== Supplied text ==

Wednesday, April 9, 2008

Odds and ends

Congratulations to Yoani Sanchez, author of the Generacion Y blog (Spanish and English versions linked at right), for winning the Ortega y Gasset prize last week.

Speaking of Generacion Y, a newsletter last week from the Center for Democracy in the Americas carried a comment from a reader with an idea why Yoani’s blog had severe access troubles: “because the ones who maintain that website changed the pages from .sthml to .php. If you type http://www.desdecuba.com/generaciony/index.shtml you get the ‘Not Found’ error message. If you type the same address but ending in index.php there is no problem (http://www.desdecuba.com/generaciony/index.php). This is why some people both in and outside of Cuba had problems while others didn’t.” Plausible?

===

*Set problem 1*
Answer these questions from the blog post about Generacion Y:
(a) Which prize did Yoani Sanchez win?
(b) Which organization's newsletter carried the reader's comment?
(c) According to the reader, what error message appears when the address ending in index.shtml is typed?
*Set problem 2*
Continue the blog post about Generacion Y, beginning after its final question, "Plausible?"
The lines after this point have no connection to the blog post.

== Data lines ==

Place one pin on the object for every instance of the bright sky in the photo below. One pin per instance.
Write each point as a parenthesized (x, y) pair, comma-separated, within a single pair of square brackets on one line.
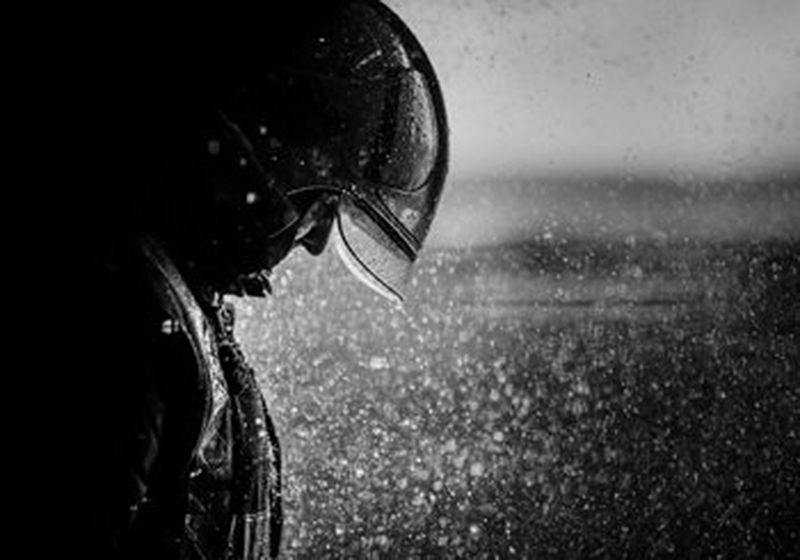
[(546, 86)]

===

*Exercise answer 1*
(a) The Ortega y Gasset prize.
(b) The Center for Democracy in the Americas.
(c) The "Not Found" error message.

*Exercise answer 2*
Colombia plans to build a pilot ethanol plant in Cuba next year. It will be interesting to see if there will be furter decisions about ethanol on a larger scale. Raul Castro says Cuba needs more foreign investment; people who know this industry say it would be a winner for Cuba, and a shared-proceeds arrangement would attract foreign capital. Only problem is that Fidel Castro opposes it. Earlier discussion here.

At Penultimos Dias, a link to what purports to be a price list for items newly approved for sale to Cubans in state retail stores. Markup: 130 percent.

A new blog of Cuba photos from Ottawa photographer Patrick Doyle.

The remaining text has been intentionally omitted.